┌─ PAGE EXCERPT
Thursday, 27 February 2014

CD Reviews (The Straits Times, February 2014)

Complete Album Collection
Sony Classical 88765407232
(28 CDs + DVD) / *****

Exactly one year ago, the American pianist Van Cliburn (1934-2012) died from metastatic bone cancer. Although he shot to fame by winning 1st prize at the inaugural Tchaikovsky International Piano Competition in 1958, his meteoric concert career lasted all about twenty years before a self-imposed retirement. This handsome box-set encompasses his complete recordings on the RCA Victor label and a documentary DVD. He had a smallish repertoire of mostly Romantic works but nothing was less than whole-hearted and conceived on a grand scale.
└─
┌─ SUPPLIED RECORDS
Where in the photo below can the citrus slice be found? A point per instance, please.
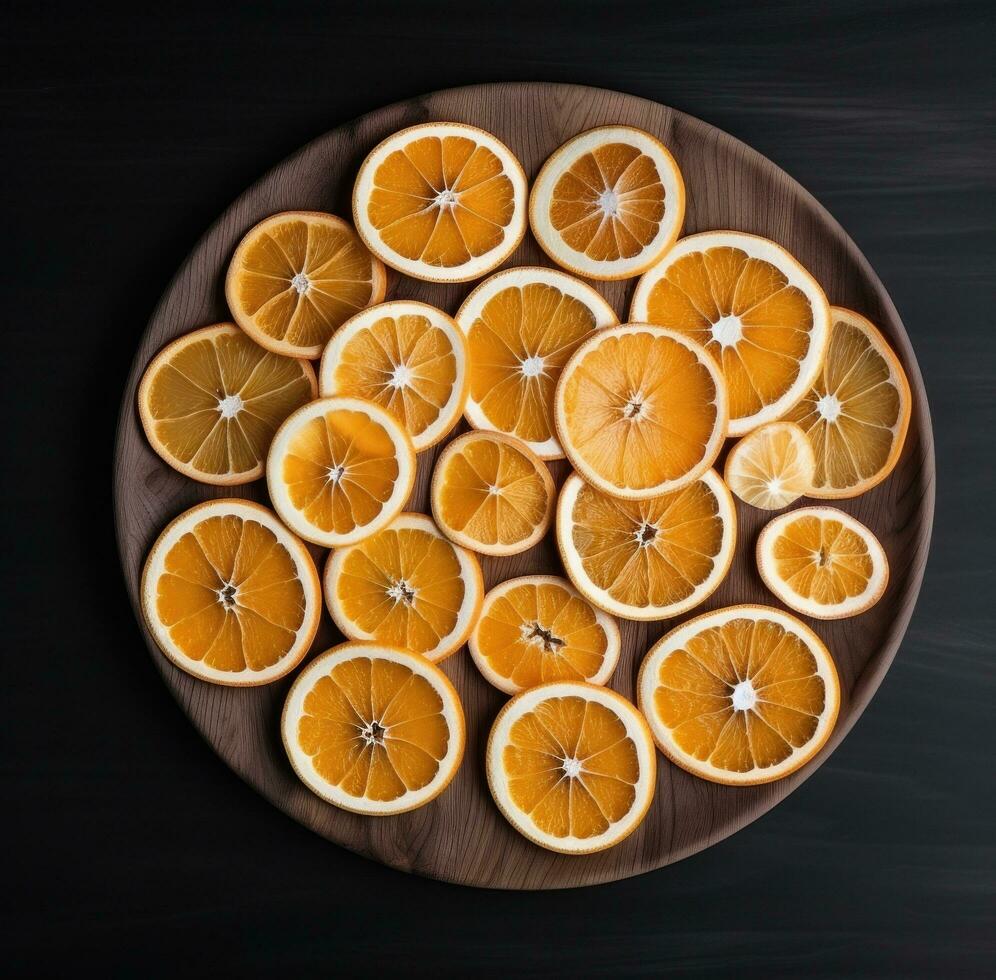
(640, 410)
(491, 494)
(211, 401)
(339, 470)
(443, 202)
(857, 411)
(372, 729)
(772, 466)
(522, 325)
(571, 766)
(822, 563)
(406, 586)
(753, 307)
(608, 203)
(742, 695)
(647, 559)
(409, 358)
(537, 629)
(298, 275)
(230, 595)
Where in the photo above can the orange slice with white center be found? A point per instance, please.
(608, 203)
(409, 358)
(373, 730)
(571, 766)
(230, 595)
(522, 325)
(444, 202)
(742, 695)
(753, 306)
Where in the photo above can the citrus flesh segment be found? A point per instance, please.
(640, 410)
(296, 277)
(340, 469)
(647, 559)
(522, 325)
(742, 695)
(857, 410)
(754, 308)
(211, 401)
(822, 563)
(230, 595)
(539, 628)
(373, 729)
(443, 202)
(407, 357)
(608, 203)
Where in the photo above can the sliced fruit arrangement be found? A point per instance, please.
(522, 325)
(822, 563)
(406, 586)
(647, 559)
(441, 201)
(753, 306)
(230, 595)
(409, 358)
(373, 729)
(211, 400)
(608, 203)
(539, 628)
(742, 695)
(857, 410)
(298, 275)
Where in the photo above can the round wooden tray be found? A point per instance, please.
(461, 837)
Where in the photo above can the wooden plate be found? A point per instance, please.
(461, 837)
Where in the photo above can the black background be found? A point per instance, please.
(130, 847)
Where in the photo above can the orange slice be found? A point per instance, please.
(608, 203)
(406, 586)
(522, 325)
(211, 401)
(491, 494)
(339, 470)
(822, 563)
(640, 410)
(443, 202)
(296, 277)
(857, 411)
(757, 311)
(409, 358)
(742, 695)
(230, 595)
(537, 629)
(647, 559)
(373, 730)
(571, 766)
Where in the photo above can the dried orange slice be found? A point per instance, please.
(608, 203)
(522, 325)
(857, 411)
(443, 202)
(211, 401)
(298, 275)
(339, 470)
(822, 563)
(537, 629)
(742, 695)
(647, 559)
(409, 358)
(640, 410)
(406, 586)
(373, 730)
(753, 307)
(571, 766)
(230, 595)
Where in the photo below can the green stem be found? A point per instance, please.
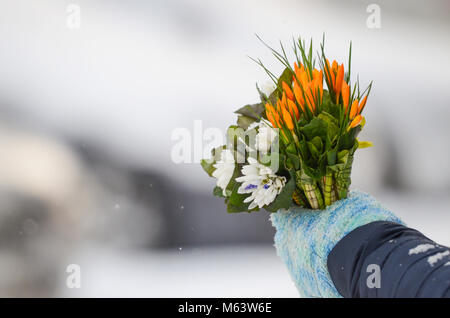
(328, 188)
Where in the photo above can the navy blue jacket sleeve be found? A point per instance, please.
(385, 259)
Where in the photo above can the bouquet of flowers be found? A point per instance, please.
(296, 146)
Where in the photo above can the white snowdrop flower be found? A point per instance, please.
(262, 184)
(264, 138)
(224, 169)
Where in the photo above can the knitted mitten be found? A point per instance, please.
(304, 238)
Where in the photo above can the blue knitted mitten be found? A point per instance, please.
(304, 238)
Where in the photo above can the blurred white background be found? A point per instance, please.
(87, 113)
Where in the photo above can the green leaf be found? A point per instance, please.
(317, 127)
(286, 77)
(317, 142)
(254, 111)
(284, 199)
(364, 144)
(207, 165)
(244, 121)
(235, 201)
(314, 151)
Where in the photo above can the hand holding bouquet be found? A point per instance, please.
(297, 145)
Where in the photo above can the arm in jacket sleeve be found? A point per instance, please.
(358, 248)
(404, 261)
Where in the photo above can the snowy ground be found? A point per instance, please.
(227, 271)
(242, 271)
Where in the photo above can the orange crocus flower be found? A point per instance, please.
(272, 115)
(345, 94)
(288, 91)
(362, 104)
(287, 118)
(354, 109)
(355, 122)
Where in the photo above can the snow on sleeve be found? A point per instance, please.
(437, 257)
(421, 249)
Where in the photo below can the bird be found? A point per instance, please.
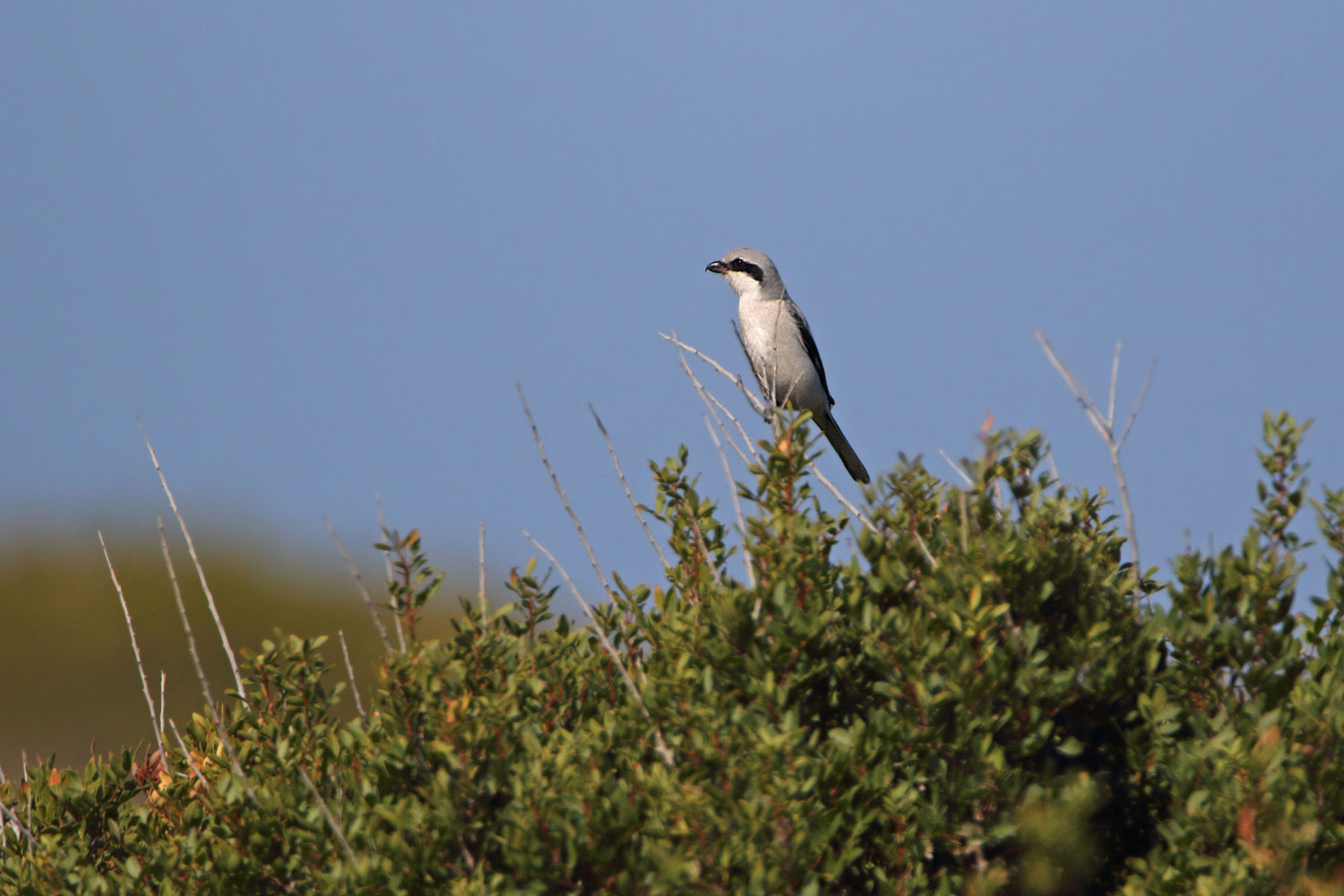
(780, 347)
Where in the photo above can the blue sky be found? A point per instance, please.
(314, 246)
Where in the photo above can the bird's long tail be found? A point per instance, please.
(841, 445)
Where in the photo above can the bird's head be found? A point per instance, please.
(750, 273)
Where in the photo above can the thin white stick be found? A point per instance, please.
(480, 571)
(957, 469)
(629, 495)
(755, 402)
(1139, 402)
(349, 673)
(387, 565)
(163, 702)
(328, 815)
(134, 648)
(711, 401)
(19, 825)
(363, 590)
(610, 650)
(564, 500)
(1107, 435)
(201, 670)
(201, 571)
(187, 753)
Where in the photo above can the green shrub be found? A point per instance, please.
(972, 704)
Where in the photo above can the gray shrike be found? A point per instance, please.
(780, 346)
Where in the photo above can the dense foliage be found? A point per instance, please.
(984, 700)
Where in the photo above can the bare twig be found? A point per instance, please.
(131, 627)
(185, 622)
(610, 650)
(163, 702)
(349, 673)
(710, 402)
(327, 814)
(201, 571)
(564, 500)
(755, 402)
(737, 504)
(187, 754)
(704, 549)
(965, 522)
(389, 536)
(19, 825)
(957, 469)
(480, 571)
(1104, 426)
(363, 589)
(201, 670)
(620, 474)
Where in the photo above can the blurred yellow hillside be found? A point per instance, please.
(67, 675)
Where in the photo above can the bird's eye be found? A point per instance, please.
(747, 268)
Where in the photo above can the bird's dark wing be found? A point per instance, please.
(808, 343)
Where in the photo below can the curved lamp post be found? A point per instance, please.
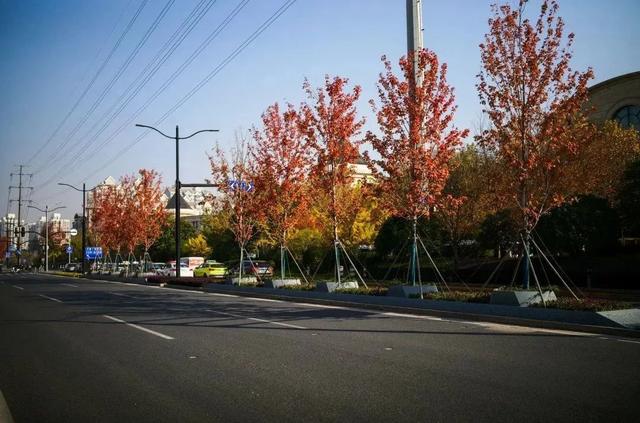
(177, 138)
(46, 231)
(84, 208)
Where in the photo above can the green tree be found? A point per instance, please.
(197, 247)
(586, 226)
(164, 248)
(216, 231)
(629, 199)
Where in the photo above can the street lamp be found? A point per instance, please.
(177, 188)
(84, 208)
(9, 221)
(46, 231)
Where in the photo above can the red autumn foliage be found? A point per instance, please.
(330, 125)
(129, 214)
(282, 163)
(242, 205)
(417, 140)
(534, 101)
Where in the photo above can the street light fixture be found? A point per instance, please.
(177, 138)
(46, 231)
(84, 208)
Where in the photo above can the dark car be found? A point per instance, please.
(260, 268)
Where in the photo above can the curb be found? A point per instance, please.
(345, 302)
(5, 413)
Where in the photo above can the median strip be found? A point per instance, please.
(152, 332)
(49, 298)
(256, 319)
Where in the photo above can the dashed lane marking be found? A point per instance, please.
(49, 298)
(133, 325)
(256, 319)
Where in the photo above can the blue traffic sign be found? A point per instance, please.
(93, 253)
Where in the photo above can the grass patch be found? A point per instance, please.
(587, 304)
(302, 287)
(461, 296)
(375, 291)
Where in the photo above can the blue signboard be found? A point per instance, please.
(93, 253)
(241, 185)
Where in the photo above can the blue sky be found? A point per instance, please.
(52, 49)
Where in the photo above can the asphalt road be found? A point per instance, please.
(89, 351)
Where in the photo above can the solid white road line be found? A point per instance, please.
(120, 295)
(152, 332)
(256, 319)
(414, 316)
(49, 298)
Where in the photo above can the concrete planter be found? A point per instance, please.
(332, 286)
(406, 291)
(246, 280)
(279, 283)
(520, 298)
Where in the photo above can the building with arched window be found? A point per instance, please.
(617, 99)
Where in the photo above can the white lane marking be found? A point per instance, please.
(133, 325)
(267, 300)
(628, 340)
(256, 319)
(120, 295)
(221, 295)
(413, 316)
(49, 298)
(333, 307)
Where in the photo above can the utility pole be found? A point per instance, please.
(414, 33)
(19, 228)
(176, 195)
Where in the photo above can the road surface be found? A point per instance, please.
(93, 351)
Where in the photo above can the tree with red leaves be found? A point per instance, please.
(534, 102)
(149, 210)
(417, 139)
(282, 162)
(330, 125)
(235, 181)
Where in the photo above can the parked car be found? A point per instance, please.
(184, 270)
(158, 268)
(72, 267)
(259, 268)
(211, 269)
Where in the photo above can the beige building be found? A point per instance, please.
(617, 99)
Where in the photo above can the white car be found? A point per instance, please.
(184, 271)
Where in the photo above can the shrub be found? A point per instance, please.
(376, 291)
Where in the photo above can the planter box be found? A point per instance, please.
(520, 298)
(406, 291)
(332, 286)
(246, 280)
(279, 283)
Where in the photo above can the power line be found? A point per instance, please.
(204, 81)
(90, 85)
(61, 151)
(159, 91)
(181, 33)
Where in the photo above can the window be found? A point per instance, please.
(628, 116)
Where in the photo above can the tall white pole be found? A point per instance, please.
(46, 238)
(415, 40)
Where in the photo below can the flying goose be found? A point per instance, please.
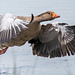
(54, 40)
(16, 30)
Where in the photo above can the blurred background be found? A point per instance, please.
(19, 60)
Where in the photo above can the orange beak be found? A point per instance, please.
(55, 15)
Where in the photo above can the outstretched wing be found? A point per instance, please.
(10, 26)
(54, 41)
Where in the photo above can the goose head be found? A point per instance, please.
(49, 15)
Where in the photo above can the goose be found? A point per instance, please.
(54, 40)
(17, 30)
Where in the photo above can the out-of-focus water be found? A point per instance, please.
(26, 63)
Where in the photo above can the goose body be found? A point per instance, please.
(16, 30)
(54, 40)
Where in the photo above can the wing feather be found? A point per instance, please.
(10, 26)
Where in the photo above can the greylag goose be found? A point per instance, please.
(54, 40)
(15, 31)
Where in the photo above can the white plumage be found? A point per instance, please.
(10, 26)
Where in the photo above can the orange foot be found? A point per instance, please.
(3, 50)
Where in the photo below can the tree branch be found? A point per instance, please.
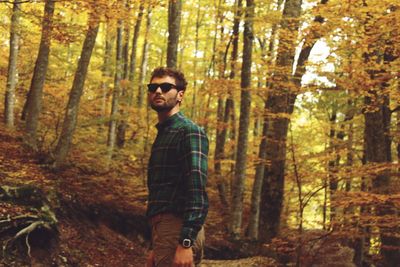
(15, 2)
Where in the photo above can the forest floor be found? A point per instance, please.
(100, 216)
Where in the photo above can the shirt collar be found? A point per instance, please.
(169, 121)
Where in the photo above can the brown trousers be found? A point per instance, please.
(166, 229)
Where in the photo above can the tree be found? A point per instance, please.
(72, 109)
(34, 100)
(145, 57)
(244, 121)
(119, 68)
(174, 24)
(12, 65)
(279, 104)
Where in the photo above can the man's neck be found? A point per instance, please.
(163, 115)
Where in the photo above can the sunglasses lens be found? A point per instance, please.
(165, 87)
(152, 87)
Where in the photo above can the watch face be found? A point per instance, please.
(187, 243)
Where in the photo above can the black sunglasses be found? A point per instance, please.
(165, 87)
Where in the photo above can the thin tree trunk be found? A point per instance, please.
(112, 128)
(132, 66)
(34, 100)
(145, 57)
(127, 92)
(9, 104)
(106, 71)
(71, 112)
(244, 121)
(281, 101)
(196, 45)
(124, 107)
(262, 154)
(174, 24)
(332, 170)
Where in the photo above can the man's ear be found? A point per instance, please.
(180, 94)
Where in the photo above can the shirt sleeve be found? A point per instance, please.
(194, 149)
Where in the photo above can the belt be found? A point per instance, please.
(160, 216)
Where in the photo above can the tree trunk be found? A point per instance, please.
(244, 121)
(34, 100)
(262, 154)
(132, 66)
(106, 71)
(174, 24)
(71, 112)
(9, 104)
(196, 49)
(280, 102)
(145, 57)
(332, 168)
(112, 127)
(122, 123)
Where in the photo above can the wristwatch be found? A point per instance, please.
(186, 243)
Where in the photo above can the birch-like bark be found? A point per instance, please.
(112, 127)
(145, 58)
(174, 24)
(244, 121)
(72, 110)
(9, 101)
(34, 100)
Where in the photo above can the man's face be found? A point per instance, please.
(164, 101)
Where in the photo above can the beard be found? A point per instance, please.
(164, 106)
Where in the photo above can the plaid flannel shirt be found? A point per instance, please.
(177, 173)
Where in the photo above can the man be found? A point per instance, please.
(177, 174)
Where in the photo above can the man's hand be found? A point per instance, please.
(150, 259)
(183, 257)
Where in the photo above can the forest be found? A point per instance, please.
(300, 101)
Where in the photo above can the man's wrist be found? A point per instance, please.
(186, 242)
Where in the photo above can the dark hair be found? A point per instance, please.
(180, 80)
└─
__WORK ORDER A__
Answer these about the Van Cliburn CD review:
(i) What catalogue number is given for the Sony Classical set?
(ii) What did Van Cliburn win in 1958?
(iii) Roughly how long did his concert career last before he retired?
__WORK ORDER B__
Continue the Van Cliburn CD review from its last sentence, in the same voice, for one short paragraph.
The lines are not needed for anything here.

__TASK RESULT A__
(i) 88765407232
(ii) 1st prize at the inaugural Tchaikovsky International Piano Competition
(iii) About twenty years

__TASK RESULT B__
The concertos by Tchaikovsky (No.1), Rachmaninov (Nos.2 and 3) and Prokofiev (No.3) give an insight to his lush, all-embracing sound, outsized technique, and are justly celebrated. Also not to be ignored was his magisterial sweep in Edward MacDowell’s underrated Second Piano Concerto. Of the larger solo works, sonatas by Liszt, Chopin, Rachmaninov (No.2), Prokofiev (No.6) and Barber exhibit that passion and largesse that made him a hero. Given his celeb status and popular appeal, the record label offered him the luxury of issuing albums titled My Favourite Encores, Chopin’s Greatest Hits, The World’s Favourite Piano Music and the like, where his mastery of smaller works is particularly delectable. Here was a pianist in a million, one who will be sorely missed.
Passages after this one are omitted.